------ Textauszug
Die Hersteller von Software haben ein massives Interesse daran, Ihr Produkt als Standardanwendung zu etablieren, idealerweise gleich zusammen mit dem Betriebssystem. Hohe Marktanteile sind auf diesem Weg gesichert. Sogar die Kartellbehörden interessieren sich für die Frage. Microsoft musste 2013 für seine Weigerung, den Windows-Nutzern alternative Browser wie Firefox, Opera, Chrome oder Safari anzubieten, eine Strafe in Höhe von 561 Millionen Euro bezahlen.
Die Frage nach der richtigen Software ist aber auch aus der Sicht der Nutzer sehr wichtig. Viele kennen inzwischen den Unterschied zwischen Microsoft Windows und Microsoft Office. Sie benutzen nicht mehr einfach die Programme, die ab Werk vorinstalliert sind oder eben den größten Marktanteil haben, und sind bereit, auch einmal eine Alternative auszuprobieren. In Deutschland etwa hat der quelloffene Browser Firefox 2013 mit 32 % sogar deutlich die Nase vorn.
In jedem Fall gilt, dass die Verwendung einer bestimmten Software eine Bindung über mehrere Jahre bedeuten kann. Es lohnt sich also, sich ein paar Gedanken darüber zu machen, aus welchem Grund man für eine bestimmte Aufgabe eine bestimmte Software verwendet – und keine andere. Oft sind die Unterschiede in Bezug auf die Bedienbarkeit, den Preis, die Sicherheit und nicht zuletzt die Produktivität ganz erheblich. Welche Kriterien sollte man also im Blick haben?
1. Macht das Programm, mit dem ich arbeite, meine Arbeit effektiver und effizienter? Bringt es sie vielleicht sogar auf ein höheres Qualitätsniveau?
------------
------ Vorliegende Zeilen
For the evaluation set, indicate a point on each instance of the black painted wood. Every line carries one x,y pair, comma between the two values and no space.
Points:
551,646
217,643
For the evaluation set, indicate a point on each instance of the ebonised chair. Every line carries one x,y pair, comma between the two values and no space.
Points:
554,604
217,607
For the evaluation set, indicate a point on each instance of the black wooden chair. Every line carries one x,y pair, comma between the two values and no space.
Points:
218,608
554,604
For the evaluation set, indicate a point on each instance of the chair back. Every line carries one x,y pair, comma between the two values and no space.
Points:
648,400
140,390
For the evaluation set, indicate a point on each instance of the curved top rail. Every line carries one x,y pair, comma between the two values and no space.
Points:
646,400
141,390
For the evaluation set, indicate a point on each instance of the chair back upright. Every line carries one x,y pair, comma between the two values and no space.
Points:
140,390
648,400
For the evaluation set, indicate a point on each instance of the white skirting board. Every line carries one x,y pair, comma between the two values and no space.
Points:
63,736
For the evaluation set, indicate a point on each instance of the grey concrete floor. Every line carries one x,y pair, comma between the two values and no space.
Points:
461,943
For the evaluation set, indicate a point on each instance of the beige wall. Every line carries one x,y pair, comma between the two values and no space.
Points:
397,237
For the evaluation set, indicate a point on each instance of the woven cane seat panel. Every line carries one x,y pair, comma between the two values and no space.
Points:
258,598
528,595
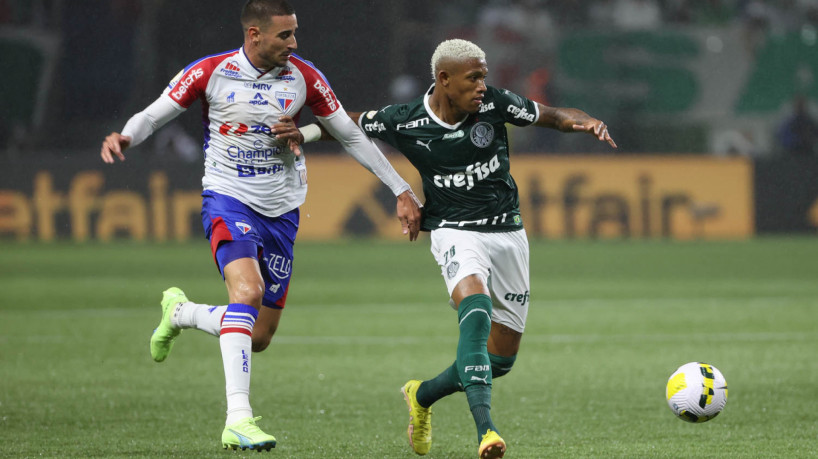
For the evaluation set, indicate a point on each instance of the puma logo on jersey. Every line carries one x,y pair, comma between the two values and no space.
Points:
486,107
467,178
521,113
418,142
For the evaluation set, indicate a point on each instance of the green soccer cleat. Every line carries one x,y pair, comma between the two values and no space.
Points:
492,446
420,419
165,333
246,434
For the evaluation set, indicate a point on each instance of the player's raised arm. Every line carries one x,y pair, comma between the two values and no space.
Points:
573,120
139,128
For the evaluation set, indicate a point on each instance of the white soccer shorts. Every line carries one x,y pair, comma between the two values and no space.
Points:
501,259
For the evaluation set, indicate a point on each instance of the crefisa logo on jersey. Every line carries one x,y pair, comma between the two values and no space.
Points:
482,134
285,99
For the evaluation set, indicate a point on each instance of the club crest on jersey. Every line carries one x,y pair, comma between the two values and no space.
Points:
285,99
244,227
482,134
258,99
231,69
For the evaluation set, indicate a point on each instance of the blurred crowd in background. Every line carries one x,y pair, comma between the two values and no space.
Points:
721,77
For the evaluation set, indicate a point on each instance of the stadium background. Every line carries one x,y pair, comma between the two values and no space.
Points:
695,94
695,240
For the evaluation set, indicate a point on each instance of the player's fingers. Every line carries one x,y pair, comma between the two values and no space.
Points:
105,154
296,149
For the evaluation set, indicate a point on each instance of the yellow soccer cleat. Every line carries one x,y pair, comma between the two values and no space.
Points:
492,446
165,333
420,419
246,434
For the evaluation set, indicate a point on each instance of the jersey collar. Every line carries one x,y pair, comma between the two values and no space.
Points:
434,117
259,73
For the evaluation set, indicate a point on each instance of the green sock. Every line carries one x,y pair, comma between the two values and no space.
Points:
446,383
479,398
473,364
501,365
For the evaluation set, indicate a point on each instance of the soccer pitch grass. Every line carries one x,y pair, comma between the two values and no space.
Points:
609,322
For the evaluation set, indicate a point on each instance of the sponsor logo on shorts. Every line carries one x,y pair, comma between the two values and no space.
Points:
244,227
521,298
451,270
279,266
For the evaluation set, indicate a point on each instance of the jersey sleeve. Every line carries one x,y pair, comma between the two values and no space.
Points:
320,97
515,109
191,83
378,124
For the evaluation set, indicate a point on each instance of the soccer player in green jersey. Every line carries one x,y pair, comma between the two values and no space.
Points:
455,136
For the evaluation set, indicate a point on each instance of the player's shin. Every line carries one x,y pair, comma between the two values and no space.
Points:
204,317
236,343
446,383
501,365
473,364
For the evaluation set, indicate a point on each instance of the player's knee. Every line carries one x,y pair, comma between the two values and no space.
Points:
247,293
261,343
262,338
501,365
474,315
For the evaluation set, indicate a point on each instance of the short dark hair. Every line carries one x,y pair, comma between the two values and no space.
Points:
257,12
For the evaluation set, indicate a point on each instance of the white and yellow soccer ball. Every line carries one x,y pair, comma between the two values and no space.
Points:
696,392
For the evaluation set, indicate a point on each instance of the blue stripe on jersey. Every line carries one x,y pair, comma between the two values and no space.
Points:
208,57
312,66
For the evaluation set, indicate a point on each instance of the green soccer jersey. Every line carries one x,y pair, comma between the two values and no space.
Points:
465,166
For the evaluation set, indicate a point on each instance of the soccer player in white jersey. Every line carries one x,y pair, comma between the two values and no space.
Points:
253,186
455,136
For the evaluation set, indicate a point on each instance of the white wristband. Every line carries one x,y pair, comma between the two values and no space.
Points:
311,132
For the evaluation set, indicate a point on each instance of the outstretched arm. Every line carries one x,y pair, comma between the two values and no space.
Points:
139,127
341,127
573,120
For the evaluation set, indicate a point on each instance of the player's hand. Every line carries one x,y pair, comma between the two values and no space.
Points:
114,145
597,128
286,129
409,213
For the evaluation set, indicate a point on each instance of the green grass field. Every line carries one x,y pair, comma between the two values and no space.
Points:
609,323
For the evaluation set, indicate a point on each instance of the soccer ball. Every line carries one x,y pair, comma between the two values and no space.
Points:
696,392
------------
Geben Sie den Absatz des Textauszugs, der mit „Die Frage nach der richtigen Software“ beginnt, in kürzerer Form wieder, ohne seine wesentlichen Fakten zu verlieren. Die Zeilen sind hierfür ohne Bedeutung.

Richtige Lösung - Auch für Nutzer ist die Wahl der richtigen Software wichtig. Viele unterscheiden inzwischen zwischen Microsoft Windows und Microsoft Office. Sie greifen nicht mehr einfach zu vorinstallierten Programmen oder zu denen mit dem größten Marktanteil, sondern probieren auch Alternativen aus. In Deutschland lag 2013 etwa der quelloffene Browser Firefox mit 32 % deutlich vorn.